#### Article

I like this term, and I like idea of it being able to take an optional
set of start on / stop on keywords that simply mask the given criteria
out of the start on or stop on.  Given the above example:

limit start on runlevel 2

Achieves the desired effect.

> 
> = Scope =
> 
> Ideally, it would be possible to disable a job *instance*. But that is
> probably going to be an "iteration 2" feature.
> 
> Of the four categories of Jobs outlined above, only category (3) and (4)
> can reasonably be dealt with by this design. Category (1) breaks down
> into jobs that run before the runlevel event is emitted (about 20 on an
> Ubuntu oneiric system currently) and jobs that run after. The former
> have to be excluded but the latter may be able to be considered. It is
> possible that many of those would end up being implicitly disabled if a
> job in category (3) or (4) were disabled anyway [2].
> 
> It isn't reasonable to stop category (2) jobs from running since that
> will almost certainly break your system anyway: mountall won't run for
> starters!
> 
> 
> = High-Level Plan =
> 
> My thoughts at this stage are that we provide 3 new commands (note these
> are not *necessarily* initctl commands):
> 
>   * limit <job> [<expr>]
> 
>     Restrict conditions on which job <job> is started. <expr> is assumed
>     to be a subset of the "start on" condition of <job>, however if it
>     is not, this is not an error (but a warning should probably be
>     issued since the command would have no effect at that point in time.
> 
>     QUESTION: If job <job> has already been limited, what do we do:
> 
>     1. Throw an error.
>     2. Replace the existing limit with the new one.

If it would be a noop, do nothing, exit 0. If it would change the
start/stop criteria, just do it. This way it only happens once. --verbose
shows the "not doing anything" or "setting start/stop on to xxx" message
for those who are confused why it did nothing.

> 
>     QUESTION: How would we handle this scenario?:
> 
>     $ restrict cron runlevel [35]
>     $ restrict cron runlevel RUNLEVEL=4

Assuming cron's original start on was

start on runlevel [2345]

And assuming it knows that 'runlevel RUNLEVEL=4' is equivilent to 'runlevel [4]'..

########

Instructions for the task
Please continue the discussion of limiting job start conditions, picking up right after its last sentence.

#### Dataset entries

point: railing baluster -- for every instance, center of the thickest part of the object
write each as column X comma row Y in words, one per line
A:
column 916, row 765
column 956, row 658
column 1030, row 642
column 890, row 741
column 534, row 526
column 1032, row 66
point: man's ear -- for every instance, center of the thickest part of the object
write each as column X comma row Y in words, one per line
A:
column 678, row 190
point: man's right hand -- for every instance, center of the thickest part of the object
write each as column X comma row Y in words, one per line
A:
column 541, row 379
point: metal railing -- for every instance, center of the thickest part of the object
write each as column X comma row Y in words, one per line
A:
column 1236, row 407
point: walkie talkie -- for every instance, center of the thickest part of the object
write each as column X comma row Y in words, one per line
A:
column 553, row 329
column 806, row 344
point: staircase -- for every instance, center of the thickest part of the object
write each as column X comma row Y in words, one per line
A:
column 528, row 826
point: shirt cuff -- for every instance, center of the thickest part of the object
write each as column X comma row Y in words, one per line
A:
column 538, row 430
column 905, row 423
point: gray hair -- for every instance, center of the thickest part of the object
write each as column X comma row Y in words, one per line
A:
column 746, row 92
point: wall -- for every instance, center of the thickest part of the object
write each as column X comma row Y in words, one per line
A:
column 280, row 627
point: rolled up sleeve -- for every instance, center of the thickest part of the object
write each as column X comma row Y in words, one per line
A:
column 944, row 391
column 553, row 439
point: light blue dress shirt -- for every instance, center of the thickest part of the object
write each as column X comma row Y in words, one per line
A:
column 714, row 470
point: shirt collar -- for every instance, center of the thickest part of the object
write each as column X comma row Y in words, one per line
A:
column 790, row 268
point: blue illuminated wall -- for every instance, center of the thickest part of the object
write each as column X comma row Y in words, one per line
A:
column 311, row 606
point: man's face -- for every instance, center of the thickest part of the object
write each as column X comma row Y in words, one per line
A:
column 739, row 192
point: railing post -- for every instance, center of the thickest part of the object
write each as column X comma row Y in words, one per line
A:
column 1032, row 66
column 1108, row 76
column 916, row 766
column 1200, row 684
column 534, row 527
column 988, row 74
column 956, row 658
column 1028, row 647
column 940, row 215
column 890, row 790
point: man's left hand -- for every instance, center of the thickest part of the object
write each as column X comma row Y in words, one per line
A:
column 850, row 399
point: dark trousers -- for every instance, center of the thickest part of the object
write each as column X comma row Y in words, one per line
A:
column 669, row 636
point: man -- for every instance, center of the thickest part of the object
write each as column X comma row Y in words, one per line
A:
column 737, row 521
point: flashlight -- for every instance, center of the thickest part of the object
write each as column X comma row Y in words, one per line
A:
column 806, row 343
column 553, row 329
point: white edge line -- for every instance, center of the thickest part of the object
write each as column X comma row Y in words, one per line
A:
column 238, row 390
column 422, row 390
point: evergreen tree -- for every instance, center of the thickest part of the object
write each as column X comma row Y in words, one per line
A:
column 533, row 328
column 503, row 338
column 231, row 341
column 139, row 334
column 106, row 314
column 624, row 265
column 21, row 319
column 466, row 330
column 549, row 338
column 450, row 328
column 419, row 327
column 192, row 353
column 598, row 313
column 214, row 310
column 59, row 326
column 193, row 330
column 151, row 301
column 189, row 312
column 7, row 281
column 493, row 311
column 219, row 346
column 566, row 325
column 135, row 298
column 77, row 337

########

Output below
The first call would mask 35 from any current arguments to runlevel and add

# Added by 'limit cron runlevel [35]' Sun Jun 19 19:15:03 -0700
start on runlevel [24]

To the override file. The second one would calculate that 4 must be
removed and add

# Added by 'limit cron runlevel [35]' Sun Jun 19 19:17:08 -0700
start on runlevel [2]

The key is being able to ask upstart what the current effective start
on is now so it can only act on that.

> 
>     Possible outcomes:
> 
>     1. Cron is restricted in runlevels 3+5.
>     1. Cron is restricted in runlevel 4.
>     1. Cron is restricted in runlevel 3, 4 and 5.
> 
>   * delimit <job>
> 
>     Returns any current limit expression and undoes the effect of
>     "limit".

Simplest implementation has this adding

# Added by 'delimit cron' Sun Jun 19 19:18:23 -0700
start on runlevel [2345]

to the override file. A more complicated one might remove all limits
from the override file, but I think the former is more elegant, and the
parsing of 3 or 4 start on's is pretty close to computationally free so
I don't see any downsides to keeping it simple.

If you want to just remove one limit, forget about it applying only to
the limits you've explicitly added. It can delimit *anything*. So

delimit cron start on started mysql

Just adds started mysql as an "OR" condition for cron. This becomes an
elegant and simple to understand tool for any automation system to add
safe event conditions. Since AND requires thought before doing, lets
leave that to manual intervention.

> 
>   * show-limit [<job> [<expr>]]
> 
>     Show limits for all jobs or specified job.
> 
>     Command should emit a warning if any limit is found that is not a
>     subset of the "start on" for the job in question (since the limit
>     will have no effect).
> 
>     If no expression is supplied, show "raw" limit. If an expression
>     *is* specified, determine if job would run given that expression.
> 
>     Example: Assume a job specifies "start on runlevel [345]". If a
>     limit of "runlevel RUNLEVEL=4" has been set, we want a higher-level
>     tool to be able to query directly if the job would run in runlevel 4
>     so returning "runlevel [345]" isn't that helpful. What we really
>     want to say is:
> 
>       $ show-limit foo runlevel 4

This falls back on upstart/initctl I think. A command that says "show
me the possible event chain(s) that leads to job X starting" would be
highly useful even without limits. If it can put a * next to every
condition that is overriden, that might be helpful.

> 
>     And have the tool display whether for "runlevel 4" job foo would run
>     based on the limit of "runlevel [345]". This could be displayed in
>     parseable format and also maybe returned via the return code.
> 
>     Thought: maybe we could add a "query-limit" command specifically for
>     this and have "show-limit" just return the "raw" limit details?
> 
> 
> = Implementation Details =
> 
> == Limit Condition ==
> 
> To satisfy the chkconfig requirement, we could just allow a single event
> and optional environment to be specified. However, the better solution
> is to allow an arbitrary condition (like "start on" and "stop on"). The
> condition could almost be viewed as a "restrict on" stanza. Only one
> such limit condition may be specified.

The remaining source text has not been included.